━━━━━ DATA SHOWN ━━━━━

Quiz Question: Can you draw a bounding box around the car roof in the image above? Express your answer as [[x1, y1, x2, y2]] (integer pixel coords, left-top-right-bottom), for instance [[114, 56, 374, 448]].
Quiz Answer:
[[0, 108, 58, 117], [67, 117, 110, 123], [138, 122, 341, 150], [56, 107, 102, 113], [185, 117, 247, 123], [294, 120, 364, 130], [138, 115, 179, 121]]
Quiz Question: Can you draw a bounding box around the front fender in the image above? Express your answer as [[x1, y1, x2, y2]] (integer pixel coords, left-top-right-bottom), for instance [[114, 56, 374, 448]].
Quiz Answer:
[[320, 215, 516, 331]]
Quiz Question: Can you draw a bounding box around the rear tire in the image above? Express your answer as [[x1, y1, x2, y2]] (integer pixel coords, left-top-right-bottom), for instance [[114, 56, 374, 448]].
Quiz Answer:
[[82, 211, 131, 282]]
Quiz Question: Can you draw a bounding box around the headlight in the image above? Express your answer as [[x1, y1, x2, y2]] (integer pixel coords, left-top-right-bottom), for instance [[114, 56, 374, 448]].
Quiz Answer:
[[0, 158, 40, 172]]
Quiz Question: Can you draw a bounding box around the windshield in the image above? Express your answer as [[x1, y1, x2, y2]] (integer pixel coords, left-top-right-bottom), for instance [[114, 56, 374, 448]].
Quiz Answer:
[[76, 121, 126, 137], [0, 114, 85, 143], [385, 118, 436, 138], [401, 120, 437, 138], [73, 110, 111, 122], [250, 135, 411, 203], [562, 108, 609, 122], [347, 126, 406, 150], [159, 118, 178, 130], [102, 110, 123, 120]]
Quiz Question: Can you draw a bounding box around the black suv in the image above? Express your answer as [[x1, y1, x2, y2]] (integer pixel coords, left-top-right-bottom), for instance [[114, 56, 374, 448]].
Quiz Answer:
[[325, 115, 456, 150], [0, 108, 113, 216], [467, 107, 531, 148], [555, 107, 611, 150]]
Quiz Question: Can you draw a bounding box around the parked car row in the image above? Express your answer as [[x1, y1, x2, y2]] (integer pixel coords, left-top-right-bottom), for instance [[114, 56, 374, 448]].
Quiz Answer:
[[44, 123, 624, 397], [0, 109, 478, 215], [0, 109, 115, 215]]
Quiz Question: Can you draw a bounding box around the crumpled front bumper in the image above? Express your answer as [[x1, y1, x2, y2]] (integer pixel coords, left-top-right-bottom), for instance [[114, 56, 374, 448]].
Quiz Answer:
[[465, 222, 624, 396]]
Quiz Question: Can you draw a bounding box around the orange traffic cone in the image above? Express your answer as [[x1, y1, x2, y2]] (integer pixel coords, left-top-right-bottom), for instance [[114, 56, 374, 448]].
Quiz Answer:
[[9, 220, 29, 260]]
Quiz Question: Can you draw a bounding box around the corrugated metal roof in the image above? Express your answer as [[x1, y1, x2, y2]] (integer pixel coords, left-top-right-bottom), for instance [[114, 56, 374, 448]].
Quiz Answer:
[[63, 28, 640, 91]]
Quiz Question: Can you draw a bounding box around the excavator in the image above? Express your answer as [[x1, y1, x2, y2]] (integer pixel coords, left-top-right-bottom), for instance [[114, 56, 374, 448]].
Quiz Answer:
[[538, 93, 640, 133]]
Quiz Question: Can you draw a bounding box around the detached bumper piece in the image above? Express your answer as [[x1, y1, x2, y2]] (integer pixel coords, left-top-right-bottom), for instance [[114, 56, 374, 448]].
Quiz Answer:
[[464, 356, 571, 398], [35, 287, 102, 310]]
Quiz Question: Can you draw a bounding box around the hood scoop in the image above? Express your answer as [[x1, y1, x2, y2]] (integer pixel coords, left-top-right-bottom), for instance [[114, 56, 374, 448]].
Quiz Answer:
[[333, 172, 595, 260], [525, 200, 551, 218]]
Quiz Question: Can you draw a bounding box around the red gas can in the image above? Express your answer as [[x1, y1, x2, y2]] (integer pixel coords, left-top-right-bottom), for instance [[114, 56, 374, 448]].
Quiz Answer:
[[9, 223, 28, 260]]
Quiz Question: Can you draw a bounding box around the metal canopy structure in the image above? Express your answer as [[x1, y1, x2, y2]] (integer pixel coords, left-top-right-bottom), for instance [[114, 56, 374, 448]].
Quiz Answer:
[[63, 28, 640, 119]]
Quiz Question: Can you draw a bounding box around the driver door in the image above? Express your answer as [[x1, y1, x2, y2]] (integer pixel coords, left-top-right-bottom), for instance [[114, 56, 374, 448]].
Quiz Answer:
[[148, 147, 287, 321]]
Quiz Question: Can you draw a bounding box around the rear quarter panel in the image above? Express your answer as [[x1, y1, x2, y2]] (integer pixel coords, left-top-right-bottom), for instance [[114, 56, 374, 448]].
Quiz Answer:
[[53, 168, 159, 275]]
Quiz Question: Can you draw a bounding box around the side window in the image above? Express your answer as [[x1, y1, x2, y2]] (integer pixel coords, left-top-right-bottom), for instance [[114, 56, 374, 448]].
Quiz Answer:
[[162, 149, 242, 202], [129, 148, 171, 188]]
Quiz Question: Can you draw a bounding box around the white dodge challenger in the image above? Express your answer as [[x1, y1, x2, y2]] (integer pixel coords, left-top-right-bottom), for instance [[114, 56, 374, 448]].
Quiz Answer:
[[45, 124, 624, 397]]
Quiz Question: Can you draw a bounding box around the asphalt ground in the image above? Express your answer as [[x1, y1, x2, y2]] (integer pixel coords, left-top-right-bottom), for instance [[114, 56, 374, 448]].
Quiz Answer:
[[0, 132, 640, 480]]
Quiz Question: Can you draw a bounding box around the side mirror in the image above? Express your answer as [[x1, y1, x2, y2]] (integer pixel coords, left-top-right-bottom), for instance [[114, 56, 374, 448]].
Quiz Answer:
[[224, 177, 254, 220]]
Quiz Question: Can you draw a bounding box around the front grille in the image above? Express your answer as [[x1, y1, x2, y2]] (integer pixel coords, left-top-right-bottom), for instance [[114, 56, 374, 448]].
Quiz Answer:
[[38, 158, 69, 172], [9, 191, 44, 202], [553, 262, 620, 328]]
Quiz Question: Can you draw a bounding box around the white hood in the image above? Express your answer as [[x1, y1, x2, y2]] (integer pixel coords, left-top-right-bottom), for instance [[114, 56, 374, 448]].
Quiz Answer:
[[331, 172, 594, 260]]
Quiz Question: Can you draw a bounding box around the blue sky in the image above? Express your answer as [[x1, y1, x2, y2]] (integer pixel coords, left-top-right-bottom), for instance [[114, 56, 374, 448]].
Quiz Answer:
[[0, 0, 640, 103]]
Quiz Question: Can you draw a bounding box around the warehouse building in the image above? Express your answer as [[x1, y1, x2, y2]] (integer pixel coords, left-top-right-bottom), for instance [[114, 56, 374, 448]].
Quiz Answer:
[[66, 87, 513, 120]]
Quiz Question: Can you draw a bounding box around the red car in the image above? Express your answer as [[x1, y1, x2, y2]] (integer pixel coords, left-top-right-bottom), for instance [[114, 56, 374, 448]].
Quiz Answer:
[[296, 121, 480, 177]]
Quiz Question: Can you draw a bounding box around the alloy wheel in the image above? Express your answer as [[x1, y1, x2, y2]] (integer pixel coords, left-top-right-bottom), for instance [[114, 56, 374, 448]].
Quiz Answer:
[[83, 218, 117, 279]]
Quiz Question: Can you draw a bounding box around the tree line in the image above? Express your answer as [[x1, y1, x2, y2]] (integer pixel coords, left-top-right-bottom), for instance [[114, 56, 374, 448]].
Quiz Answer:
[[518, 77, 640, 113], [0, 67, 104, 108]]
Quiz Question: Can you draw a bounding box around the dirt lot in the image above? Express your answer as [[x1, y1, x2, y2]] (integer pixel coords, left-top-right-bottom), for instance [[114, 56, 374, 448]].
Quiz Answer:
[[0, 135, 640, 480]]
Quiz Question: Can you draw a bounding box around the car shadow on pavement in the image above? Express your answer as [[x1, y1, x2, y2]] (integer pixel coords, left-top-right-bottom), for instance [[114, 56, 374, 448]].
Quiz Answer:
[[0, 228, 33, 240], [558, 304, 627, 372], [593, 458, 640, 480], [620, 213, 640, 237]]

━━━━━

Copy the items again, starting at the first line and ending at the line that contains "115, 179, 121]]". Replace "car roof" with "vehicle roof", and change nothing else.

Quiz Question: Can you draw a bounding box around the vehicle roof in the image above? Express your answer as [[x1, y1, x2, y2]] (integer pixel coords, left-top-right-bottom), for instance [[114, 56, 374, 448]].
Quiz Answer:
[[0, 108, 58, 117], [67, 117, 110, 123], [138, 122, 341, 150], [56, 107, 102, 113], [185, 117, 247, 123], [294, 120, 364, 130], [138, 115, 179, 121]]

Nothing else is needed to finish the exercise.